**EXERCISE DIRECTIONS**
Report how many lines below contain the word "trunk". Give only the number.

**DATA EXTRACT**
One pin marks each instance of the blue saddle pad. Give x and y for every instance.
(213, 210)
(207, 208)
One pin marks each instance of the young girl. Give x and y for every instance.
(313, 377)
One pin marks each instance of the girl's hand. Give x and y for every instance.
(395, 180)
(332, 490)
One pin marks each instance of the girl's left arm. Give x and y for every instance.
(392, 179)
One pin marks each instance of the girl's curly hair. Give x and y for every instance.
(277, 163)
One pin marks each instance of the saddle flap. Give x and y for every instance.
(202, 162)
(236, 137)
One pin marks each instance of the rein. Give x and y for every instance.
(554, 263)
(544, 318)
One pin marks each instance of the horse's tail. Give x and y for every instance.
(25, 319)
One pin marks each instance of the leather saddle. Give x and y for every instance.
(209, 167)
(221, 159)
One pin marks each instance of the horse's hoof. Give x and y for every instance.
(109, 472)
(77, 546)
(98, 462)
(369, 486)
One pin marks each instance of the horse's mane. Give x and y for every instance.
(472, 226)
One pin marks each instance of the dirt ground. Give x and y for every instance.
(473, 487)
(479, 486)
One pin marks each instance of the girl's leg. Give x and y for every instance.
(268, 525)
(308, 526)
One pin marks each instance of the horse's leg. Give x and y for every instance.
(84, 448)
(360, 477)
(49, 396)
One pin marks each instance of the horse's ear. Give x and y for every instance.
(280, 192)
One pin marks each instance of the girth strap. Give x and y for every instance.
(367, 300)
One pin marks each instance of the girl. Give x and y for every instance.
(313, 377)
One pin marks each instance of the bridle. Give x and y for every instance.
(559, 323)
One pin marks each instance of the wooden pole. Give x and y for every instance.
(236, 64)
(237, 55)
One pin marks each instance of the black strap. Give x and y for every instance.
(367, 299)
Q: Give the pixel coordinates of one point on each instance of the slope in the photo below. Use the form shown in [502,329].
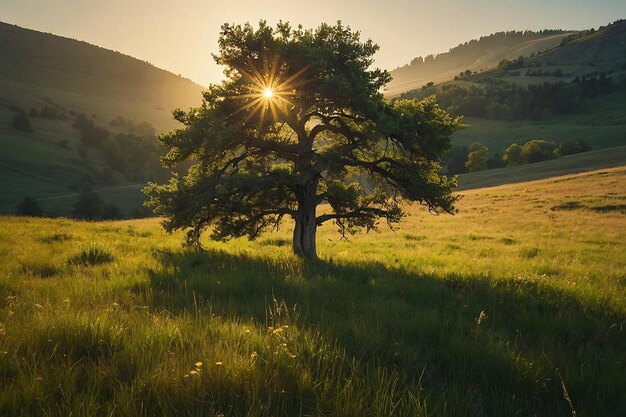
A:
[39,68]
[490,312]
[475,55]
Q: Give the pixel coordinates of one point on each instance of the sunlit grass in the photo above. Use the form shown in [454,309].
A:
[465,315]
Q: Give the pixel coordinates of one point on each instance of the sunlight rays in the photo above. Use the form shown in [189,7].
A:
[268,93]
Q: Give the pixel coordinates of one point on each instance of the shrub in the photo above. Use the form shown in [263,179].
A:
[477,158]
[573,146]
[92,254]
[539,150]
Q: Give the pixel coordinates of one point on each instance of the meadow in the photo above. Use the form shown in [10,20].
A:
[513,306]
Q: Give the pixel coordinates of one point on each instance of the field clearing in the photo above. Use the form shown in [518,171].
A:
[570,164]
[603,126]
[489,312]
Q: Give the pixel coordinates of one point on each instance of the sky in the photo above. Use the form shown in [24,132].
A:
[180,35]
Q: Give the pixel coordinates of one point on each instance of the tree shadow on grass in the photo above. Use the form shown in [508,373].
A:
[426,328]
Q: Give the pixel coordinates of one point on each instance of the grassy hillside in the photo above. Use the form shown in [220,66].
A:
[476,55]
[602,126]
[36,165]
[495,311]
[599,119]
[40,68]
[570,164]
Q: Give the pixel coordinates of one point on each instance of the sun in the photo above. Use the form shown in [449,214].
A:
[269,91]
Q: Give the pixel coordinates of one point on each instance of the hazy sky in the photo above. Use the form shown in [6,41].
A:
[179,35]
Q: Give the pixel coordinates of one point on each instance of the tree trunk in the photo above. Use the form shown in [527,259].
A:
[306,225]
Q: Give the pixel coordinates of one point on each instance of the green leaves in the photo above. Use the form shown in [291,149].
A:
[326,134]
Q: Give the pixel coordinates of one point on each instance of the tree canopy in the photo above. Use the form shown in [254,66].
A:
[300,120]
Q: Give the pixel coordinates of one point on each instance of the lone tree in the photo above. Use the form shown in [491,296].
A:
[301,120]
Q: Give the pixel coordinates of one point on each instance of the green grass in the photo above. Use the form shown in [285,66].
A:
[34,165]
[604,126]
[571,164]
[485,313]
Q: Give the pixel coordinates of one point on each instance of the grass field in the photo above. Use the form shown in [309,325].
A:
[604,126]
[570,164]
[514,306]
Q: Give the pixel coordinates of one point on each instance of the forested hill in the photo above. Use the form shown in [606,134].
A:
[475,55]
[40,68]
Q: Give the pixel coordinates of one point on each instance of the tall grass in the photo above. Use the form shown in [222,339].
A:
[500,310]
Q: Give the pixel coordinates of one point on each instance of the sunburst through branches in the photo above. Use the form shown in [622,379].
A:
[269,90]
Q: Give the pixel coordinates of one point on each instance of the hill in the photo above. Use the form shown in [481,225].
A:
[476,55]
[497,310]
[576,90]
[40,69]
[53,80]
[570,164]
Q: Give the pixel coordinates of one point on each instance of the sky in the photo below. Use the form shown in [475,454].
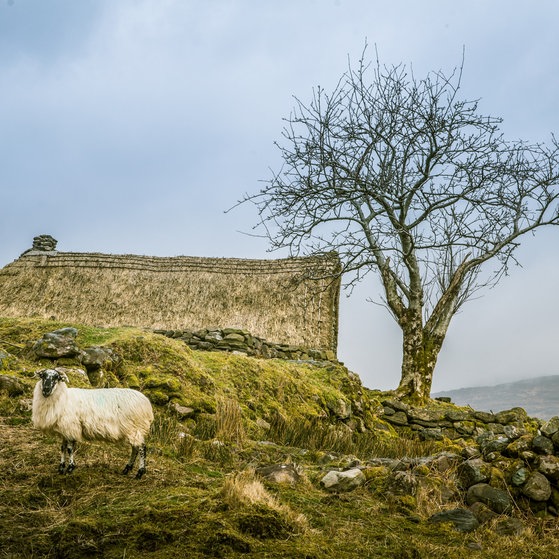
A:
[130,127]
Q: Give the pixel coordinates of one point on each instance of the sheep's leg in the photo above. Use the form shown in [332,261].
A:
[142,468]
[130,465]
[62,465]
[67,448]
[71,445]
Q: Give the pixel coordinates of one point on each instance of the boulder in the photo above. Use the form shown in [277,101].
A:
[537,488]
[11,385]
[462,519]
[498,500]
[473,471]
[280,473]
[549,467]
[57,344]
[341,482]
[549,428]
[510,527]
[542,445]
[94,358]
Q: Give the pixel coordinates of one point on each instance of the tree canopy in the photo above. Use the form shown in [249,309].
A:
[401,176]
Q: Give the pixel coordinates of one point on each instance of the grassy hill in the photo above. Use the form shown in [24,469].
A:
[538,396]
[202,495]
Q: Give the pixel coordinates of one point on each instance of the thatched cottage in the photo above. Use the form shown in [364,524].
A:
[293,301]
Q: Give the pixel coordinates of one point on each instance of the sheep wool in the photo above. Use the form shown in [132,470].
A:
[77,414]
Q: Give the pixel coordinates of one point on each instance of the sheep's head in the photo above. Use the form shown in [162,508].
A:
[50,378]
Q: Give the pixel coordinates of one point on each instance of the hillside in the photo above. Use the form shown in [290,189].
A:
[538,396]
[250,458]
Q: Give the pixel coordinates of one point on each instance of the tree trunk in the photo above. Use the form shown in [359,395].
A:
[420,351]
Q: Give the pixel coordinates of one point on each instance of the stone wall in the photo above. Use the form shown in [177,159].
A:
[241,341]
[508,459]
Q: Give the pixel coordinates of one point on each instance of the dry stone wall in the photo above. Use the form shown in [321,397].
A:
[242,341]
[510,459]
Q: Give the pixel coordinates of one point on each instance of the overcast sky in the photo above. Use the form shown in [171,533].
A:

**RESULT**
2